**Stated goal**. Rewrite the items from the start through the line containing "[(256, 236)]", inclusive, requests included. Multiply every coordinate in the answers by 1.4 and round to whole numbers, with halves rounded up, but leave the numbers in the requests and their format samples unchanged.

· · · · ·

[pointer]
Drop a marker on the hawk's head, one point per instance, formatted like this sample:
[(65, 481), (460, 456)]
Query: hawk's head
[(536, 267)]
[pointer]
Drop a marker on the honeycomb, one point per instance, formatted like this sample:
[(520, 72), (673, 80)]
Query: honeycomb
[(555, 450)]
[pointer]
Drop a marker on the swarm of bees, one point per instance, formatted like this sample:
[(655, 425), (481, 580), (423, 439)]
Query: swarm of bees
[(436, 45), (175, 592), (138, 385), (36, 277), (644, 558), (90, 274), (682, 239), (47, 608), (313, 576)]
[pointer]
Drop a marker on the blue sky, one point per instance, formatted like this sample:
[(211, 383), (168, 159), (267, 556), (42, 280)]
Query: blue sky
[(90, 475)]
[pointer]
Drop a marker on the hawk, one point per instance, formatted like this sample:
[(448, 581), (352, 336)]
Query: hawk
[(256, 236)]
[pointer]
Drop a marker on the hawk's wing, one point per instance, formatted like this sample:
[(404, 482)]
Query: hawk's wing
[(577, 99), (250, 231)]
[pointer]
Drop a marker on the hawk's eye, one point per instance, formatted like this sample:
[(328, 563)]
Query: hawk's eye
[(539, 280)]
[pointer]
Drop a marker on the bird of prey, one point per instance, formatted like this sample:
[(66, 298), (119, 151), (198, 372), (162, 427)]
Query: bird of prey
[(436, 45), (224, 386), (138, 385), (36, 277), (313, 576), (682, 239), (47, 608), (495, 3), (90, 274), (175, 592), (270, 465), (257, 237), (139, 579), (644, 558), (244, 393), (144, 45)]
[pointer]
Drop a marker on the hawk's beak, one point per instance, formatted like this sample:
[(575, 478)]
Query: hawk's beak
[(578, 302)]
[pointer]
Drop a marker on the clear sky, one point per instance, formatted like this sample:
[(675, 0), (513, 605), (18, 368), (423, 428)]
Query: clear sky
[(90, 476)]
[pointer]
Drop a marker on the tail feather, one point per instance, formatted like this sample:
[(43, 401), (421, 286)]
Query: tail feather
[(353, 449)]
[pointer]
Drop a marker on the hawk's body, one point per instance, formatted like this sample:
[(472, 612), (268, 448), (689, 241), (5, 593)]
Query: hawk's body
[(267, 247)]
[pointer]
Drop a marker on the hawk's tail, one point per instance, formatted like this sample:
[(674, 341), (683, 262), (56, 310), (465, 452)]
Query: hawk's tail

· · · · ·

**Written answer**.
[pointer]
Drop a marker on the hawk's head, one point per instance, formatted like this sample:
[(65, 481), (460, 456)]
Query: hawk's head
[(750, 374)]
[pointer]
Drop a marker on the honeycomb, one point per instance, formatted like this sample:
[(520, 72), (673, 80)]
Query: honeycomb
[(777, 630)]
[pointer]
Drop a marker on the swarm of bees, one point per instance, formatted like this sample:
[(655, 425), (481, 580), (423, 439)]
Query: swarm of bees
[(610, 63), (245, 829), (193, 539), (50, 388), (902, 781), (126, 384), (955, 335), (66, 851), (438, 806)]
[pointer]
Drop a marker on the blue sky, one point per instance, formatted like this sample:
[(211, 383), (168, 159), (267, 556), (42, 280)]
Query: blue sky
[(126, 665)]
[pointer]
Drop a marker on the hawk, one point per instance, formatted like this sample:
[(448, 581), (352, 336)]
Query: hawk
[(358, 330)]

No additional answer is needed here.